_Task brief:_ Please copy exactly every line from the one that contains "Annotation task — pin every instance of the bus with" to the end of the data below, with both ends included and no other lines.

_Data excerpts:_
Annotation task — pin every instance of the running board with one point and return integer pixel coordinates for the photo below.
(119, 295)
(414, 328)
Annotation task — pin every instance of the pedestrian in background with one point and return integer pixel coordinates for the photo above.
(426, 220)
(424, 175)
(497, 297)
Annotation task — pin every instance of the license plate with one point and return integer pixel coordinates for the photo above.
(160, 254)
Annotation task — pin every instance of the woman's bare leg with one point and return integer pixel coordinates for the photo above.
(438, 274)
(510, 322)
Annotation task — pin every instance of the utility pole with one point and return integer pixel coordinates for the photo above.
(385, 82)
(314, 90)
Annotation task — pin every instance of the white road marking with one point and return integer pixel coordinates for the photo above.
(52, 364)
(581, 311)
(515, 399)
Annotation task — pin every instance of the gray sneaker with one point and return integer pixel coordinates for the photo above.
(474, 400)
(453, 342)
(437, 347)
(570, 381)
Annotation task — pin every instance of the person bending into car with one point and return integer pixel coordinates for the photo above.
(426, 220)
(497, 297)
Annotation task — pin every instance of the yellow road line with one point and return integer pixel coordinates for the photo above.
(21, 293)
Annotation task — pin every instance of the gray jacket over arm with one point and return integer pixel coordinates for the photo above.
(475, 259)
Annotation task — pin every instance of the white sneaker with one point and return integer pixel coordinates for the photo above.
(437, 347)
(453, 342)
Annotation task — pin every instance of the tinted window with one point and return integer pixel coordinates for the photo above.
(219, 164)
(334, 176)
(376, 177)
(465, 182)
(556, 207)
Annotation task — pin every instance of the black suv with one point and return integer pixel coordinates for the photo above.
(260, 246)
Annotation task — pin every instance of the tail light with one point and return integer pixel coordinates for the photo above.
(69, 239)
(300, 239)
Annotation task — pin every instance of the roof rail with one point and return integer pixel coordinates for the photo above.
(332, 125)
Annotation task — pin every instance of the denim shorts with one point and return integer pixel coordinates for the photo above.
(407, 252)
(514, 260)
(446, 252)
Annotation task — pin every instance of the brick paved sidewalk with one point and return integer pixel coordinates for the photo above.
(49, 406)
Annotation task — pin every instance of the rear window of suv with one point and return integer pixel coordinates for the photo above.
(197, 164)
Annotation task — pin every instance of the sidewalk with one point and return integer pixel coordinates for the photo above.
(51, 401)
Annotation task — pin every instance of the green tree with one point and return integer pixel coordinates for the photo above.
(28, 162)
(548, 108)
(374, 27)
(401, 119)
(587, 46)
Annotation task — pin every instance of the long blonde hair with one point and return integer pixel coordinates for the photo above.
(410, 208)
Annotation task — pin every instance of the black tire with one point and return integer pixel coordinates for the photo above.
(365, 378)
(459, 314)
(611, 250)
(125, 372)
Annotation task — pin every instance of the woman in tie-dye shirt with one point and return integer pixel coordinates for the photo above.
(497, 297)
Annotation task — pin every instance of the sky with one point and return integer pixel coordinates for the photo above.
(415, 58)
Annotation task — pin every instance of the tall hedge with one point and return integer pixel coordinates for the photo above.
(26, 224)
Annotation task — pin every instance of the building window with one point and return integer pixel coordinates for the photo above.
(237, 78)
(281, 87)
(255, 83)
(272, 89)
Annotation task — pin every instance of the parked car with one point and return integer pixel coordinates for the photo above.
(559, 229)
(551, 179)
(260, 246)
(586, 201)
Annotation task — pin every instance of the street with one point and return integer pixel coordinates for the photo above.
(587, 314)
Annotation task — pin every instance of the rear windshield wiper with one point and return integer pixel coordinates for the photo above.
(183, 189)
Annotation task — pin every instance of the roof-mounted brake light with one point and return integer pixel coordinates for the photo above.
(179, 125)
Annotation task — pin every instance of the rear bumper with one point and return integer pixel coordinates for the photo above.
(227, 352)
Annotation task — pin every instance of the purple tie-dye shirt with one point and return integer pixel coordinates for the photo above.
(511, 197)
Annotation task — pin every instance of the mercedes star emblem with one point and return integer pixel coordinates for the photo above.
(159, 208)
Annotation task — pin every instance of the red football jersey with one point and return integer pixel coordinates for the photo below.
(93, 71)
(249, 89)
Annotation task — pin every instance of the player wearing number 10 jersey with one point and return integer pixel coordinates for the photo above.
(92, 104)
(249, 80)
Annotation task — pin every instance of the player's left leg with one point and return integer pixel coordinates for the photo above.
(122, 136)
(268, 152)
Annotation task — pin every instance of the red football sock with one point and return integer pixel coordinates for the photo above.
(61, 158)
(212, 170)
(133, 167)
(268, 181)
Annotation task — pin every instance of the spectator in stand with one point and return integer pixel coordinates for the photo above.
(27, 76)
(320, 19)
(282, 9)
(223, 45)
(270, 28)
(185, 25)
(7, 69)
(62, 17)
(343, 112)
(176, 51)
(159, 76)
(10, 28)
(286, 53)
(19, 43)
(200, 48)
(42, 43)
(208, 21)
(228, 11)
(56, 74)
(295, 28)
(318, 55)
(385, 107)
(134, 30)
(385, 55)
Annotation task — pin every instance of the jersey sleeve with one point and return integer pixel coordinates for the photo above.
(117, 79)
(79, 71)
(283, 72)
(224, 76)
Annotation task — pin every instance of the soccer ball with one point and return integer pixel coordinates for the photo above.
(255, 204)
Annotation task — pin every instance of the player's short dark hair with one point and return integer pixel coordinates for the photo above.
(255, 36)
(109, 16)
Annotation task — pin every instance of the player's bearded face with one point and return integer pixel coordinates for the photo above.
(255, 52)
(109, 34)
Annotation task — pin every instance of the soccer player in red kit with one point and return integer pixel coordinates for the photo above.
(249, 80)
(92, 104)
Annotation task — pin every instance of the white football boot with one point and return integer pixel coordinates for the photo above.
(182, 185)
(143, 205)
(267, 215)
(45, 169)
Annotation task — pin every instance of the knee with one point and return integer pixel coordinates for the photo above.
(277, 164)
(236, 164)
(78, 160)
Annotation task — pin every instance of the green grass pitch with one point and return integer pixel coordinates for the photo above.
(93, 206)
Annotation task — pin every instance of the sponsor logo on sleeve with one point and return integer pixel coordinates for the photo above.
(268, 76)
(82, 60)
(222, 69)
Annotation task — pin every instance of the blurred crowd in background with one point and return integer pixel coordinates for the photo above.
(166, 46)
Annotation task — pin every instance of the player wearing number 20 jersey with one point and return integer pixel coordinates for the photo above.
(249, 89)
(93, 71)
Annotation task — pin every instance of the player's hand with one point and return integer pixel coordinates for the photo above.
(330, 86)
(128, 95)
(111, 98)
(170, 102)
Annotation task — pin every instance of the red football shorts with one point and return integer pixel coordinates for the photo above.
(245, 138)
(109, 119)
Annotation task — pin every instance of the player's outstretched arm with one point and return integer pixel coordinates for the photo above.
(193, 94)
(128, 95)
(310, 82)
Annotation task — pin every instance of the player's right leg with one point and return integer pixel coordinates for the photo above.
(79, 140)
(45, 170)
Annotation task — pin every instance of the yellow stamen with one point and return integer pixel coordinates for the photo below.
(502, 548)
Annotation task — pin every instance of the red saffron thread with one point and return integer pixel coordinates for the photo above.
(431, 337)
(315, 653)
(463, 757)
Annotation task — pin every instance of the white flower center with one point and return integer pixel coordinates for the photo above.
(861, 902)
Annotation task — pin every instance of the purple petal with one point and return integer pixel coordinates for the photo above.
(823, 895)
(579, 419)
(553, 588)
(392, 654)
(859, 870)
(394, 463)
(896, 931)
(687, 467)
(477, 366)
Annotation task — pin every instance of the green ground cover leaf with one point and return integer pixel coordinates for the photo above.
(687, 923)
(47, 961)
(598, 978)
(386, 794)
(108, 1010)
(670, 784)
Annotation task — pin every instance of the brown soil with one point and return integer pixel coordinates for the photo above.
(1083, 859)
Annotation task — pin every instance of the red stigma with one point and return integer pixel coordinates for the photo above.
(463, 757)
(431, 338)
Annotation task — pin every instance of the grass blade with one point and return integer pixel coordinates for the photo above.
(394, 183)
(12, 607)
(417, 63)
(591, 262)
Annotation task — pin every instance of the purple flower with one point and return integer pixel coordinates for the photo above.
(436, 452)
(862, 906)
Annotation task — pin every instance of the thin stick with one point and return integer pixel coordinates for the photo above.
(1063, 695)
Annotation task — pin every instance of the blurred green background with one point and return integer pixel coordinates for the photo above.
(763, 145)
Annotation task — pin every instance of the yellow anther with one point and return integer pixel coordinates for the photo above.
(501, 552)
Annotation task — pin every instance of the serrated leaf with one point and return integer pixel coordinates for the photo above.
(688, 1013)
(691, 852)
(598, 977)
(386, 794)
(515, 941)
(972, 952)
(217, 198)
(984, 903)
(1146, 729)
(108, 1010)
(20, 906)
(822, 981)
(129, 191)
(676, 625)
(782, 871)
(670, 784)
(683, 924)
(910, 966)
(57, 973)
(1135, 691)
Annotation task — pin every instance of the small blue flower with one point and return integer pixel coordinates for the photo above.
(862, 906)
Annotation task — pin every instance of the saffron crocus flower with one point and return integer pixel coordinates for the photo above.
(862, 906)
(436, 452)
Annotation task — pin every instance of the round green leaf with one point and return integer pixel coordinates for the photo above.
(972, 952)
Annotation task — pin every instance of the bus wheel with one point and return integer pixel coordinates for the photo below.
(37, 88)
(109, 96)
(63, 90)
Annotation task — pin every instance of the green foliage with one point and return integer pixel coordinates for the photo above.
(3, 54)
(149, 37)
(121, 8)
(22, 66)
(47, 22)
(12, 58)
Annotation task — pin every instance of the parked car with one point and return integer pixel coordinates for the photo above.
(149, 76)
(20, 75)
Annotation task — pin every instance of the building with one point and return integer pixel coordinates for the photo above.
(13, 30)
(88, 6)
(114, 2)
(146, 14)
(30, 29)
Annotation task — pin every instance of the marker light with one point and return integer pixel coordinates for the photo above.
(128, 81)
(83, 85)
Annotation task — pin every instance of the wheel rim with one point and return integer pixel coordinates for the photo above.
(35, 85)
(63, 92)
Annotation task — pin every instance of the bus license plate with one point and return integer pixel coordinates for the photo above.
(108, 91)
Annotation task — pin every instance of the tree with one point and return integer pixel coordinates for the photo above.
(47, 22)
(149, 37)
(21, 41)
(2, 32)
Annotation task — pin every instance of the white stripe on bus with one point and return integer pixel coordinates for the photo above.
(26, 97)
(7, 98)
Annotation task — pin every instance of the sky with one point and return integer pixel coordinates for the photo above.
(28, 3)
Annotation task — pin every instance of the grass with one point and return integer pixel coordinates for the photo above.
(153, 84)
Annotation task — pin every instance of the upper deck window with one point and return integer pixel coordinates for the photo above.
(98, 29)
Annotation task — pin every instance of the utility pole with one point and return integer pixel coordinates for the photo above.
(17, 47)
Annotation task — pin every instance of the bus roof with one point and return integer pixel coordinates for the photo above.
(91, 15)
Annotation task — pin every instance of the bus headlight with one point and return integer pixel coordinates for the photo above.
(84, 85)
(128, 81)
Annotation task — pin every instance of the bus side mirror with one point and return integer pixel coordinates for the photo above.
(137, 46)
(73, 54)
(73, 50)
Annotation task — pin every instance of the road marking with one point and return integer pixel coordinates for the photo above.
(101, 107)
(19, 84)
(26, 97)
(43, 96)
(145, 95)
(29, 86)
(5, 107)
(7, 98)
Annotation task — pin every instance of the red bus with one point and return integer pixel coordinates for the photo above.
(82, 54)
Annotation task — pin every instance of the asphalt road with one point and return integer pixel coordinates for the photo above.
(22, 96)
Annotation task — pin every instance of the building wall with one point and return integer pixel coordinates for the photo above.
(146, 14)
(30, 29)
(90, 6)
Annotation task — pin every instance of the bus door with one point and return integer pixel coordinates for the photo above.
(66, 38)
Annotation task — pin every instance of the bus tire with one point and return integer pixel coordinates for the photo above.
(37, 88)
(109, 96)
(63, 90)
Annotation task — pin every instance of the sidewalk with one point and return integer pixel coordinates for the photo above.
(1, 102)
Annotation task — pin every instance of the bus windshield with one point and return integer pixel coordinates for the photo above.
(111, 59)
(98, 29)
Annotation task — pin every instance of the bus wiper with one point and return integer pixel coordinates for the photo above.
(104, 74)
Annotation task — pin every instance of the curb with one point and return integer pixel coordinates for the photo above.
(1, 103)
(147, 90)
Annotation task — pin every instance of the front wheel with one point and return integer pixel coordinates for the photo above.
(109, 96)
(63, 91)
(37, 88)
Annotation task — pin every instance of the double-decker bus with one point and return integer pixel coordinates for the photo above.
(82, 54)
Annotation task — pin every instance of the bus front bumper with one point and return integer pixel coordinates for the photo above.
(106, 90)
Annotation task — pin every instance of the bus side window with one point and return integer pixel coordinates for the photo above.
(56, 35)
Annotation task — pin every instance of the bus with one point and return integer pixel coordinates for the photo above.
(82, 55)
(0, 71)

_Solution:_
Annotation task — pin every instance of the bus with one point and return integer pixel coordinates for the photo above.
(82, 55)
(0, 71)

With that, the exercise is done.